Instructions for the task: Each line that contains the word "like" is to be copied from the records below.

Extracted data:
::::::::::

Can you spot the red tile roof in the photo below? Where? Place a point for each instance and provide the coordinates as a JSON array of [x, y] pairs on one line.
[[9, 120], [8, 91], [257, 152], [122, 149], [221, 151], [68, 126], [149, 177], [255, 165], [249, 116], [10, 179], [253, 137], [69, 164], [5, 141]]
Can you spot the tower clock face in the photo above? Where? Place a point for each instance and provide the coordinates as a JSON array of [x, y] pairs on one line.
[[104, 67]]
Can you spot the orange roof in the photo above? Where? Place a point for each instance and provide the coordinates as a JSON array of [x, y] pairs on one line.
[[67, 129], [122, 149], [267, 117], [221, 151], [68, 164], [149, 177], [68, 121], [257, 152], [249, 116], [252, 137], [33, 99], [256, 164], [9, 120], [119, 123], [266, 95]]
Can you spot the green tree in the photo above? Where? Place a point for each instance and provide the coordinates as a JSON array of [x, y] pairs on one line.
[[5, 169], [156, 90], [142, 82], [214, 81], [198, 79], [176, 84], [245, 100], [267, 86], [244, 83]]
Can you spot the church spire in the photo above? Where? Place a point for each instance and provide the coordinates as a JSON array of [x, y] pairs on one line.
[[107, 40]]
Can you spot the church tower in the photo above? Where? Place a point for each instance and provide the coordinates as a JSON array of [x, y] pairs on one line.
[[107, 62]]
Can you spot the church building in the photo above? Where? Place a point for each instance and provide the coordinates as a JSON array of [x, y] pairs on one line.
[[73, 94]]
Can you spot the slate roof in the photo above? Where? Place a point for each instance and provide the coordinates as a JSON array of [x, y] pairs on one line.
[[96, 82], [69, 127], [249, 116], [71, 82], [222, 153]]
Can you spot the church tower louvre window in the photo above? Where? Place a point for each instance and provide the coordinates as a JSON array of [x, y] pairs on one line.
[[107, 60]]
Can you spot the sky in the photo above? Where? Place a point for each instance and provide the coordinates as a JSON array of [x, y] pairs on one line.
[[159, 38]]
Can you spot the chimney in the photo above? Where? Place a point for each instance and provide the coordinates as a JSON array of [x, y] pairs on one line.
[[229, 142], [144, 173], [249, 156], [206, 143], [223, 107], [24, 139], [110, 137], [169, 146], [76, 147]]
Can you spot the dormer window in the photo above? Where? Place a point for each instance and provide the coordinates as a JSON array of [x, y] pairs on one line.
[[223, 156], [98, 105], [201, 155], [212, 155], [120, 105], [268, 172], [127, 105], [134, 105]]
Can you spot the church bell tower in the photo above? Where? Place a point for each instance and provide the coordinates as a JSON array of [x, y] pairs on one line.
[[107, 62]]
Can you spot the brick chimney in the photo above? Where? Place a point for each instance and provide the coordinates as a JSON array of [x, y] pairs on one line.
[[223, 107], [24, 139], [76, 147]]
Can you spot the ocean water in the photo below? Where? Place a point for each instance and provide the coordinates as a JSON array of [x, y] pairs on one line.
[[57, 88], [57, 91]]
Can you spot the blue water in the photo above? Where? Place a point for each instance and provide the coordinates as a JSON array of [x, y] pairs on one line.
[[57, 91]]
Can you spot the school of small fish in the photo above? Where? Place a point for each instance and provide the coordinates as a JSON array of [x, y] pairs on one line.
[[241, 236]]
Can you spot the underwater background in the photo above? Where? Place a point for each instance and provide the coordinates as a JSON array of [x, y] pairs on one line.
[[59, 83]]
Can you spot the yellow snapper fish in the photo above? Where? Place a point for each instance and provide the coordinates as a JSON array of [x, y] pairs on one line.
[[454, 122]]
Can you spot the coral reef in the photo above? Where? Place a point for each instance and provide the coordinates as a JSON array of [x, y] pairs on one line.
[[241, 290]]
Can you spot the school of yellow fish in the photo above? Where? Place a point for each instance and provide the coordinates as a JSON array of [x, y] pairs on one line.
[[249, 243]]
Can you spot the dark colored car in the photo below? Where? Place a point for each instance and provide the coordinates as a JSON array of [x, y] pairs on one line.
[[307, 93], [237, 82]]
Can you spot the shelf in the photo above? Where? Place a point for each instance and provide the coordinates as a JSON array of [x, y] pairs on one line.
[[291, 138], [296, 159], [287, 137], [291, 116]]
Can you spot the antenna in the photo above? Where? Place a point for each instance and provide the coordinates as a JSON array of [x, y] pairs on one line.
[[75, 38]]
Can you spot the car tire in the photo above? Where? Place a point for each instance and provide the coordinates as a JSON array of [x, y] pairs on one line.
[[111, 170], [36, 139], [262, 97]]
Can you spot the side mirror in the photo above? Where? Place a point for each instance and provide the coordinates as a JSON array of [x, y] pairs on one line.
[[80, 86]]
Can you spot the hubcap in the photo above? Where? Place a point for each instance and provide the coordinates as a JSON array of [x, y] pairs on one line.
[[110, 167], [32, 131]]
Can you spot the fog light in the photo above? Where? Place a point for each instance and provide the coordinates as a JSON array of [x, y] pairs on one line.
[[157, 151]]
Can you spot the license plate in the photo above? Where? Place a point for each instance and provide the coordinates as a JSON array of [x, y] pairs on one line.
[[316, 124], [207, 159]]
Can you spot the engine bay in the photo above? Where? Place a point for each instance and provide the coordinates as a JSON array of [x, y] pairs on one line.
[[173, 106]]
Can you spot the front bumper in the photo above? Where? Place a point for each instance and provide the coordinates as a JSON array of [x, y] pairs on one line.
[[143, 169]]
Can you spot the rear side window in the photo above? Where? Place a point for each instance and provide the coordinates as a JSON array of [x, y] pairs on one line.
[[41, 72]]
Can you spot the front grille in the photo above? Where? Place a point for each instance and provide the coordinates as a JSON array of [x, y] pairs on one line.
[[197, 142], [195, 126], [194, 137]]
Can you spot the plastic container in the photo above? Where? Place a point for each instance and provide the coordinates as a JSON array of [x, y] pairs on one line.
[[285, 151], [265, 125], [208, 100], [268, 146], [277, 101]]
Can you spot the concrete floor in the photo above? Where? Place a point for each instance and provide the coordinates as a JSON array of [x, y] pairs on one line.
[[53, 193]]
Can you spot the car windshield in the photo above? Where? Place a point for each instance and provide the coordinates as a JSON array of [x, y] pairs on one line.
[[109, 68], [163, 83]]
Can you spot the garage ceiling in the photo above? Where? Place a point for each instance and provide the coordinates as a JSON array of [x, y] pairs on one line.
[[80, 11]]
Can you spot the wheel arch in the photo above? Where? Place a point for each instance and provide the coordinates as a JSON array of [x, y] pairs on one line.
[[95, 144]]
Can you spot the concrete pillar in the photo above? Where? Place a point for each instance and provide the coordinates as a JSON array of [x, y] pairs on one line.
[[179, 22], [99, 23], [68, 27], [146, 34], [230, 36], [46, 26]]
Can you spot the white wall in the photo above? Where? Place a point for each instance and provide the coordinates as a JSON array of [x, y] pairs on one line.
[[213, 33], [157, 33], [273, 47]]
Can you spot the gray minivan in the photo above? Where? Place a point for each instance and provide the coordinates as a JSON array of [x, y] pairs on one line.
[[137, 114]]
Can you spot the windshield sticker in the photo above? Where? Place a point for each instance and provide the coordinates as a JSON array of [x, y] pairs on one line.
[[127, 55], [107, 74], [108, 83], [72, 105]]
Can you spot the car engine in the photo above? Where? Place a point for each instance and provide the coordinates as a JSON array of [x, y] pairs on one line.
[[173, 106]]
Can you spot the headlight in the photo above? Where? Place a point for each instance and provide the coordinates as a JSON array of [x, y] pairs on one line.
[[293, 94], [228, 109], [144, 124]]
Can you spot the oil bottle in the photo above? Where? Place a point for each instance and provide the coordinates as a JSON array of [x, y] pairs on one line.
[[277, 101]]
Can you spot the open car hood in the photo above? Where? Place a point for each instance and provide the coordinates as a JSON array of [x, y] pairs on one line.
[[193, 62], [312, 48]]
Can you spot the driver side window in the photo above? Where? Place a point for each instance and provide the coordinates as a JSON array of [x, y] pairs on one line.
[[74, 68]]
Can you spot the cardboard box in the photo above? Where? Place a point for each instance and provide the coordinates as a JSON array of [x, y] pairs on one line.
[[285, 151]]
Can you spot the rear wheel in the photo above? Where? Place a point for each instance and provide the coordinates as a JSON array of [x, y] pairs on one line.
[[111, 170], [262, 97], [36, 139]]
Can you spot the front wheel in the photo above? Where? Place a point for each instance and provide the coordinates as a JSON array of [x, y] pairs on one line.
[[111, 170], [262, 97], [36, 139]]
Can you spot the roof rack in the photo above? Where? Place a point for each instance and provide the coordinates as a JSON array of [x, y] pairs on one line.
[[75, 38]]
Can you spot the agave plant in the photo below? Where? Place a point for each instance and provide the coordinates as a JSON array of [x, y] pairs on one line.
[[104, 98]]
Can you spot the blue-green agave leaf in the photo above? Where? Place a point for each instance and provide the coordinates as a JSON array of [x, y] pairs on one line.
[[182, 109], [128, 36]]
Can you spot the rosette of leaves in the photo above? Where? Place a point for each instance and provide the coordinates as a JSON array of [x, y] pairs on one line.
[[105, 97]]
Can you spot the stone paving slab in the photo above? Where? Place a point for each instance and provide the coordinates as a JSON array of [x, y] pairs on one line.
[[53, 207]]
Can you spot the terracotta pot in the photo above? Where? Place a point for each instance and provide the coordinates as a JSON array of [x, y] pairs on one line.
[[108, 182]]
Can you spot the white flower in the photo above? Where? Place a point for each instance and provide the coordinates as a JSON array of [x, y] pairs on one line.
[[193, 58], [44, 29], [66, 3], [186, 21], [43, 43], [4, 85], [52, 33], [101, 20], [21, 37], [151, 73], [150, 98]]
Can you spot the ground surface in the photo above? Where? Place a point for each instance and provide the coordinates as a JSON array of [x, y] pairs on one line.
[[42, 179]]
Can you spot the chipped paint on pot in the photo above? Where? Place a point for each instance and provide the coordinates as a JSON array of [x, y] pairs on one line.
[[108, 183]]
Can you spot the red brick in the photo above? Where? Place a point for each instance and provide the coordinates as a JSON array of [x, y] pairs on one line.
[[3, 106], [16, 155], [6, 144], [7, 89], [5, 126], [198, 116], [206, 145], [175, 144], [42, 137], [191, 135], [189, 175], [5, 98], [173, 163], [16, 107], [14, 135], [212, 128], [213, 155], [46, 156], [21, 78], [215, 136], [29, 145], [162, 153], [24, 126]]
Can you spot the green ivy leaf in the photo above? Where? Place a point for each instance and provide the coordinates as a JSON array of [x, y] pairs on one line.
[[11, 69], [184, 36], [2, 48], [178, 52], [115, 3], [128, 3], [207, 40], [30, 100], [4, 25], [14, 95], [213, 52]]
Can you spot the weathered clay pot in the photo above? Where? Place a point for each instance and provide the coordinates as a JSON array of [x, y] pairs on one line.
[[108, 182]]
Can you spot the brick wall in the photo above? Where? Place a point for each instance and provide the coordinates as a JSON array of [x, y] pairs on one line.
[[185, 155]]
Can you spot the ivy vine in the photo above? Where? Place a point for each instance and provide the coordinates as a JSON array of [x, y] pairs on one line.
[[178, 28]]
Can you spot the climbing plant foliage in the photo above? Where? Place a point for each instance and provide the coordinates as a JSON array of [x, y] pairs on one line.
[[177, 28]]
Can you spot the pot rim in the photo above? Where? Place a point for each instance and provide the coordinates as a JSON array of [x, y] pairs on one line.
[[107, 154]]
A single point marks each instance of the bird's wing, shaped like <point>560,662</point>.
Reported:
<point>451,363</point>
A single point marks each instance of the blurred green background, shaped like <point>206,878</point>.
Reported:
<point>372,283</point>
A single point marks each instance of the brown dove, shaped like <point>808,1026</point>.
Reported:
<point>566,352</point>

::::::::::

Exercise answer:
A single point marks each instance of the bird's wing, shaped like <point>560,662</point>.
A single point marks each instance of the blurred green background, shaped like <point>206,878</point>.
A single point marks each instance of the brown dove, shaped like <point>808,1026</point>.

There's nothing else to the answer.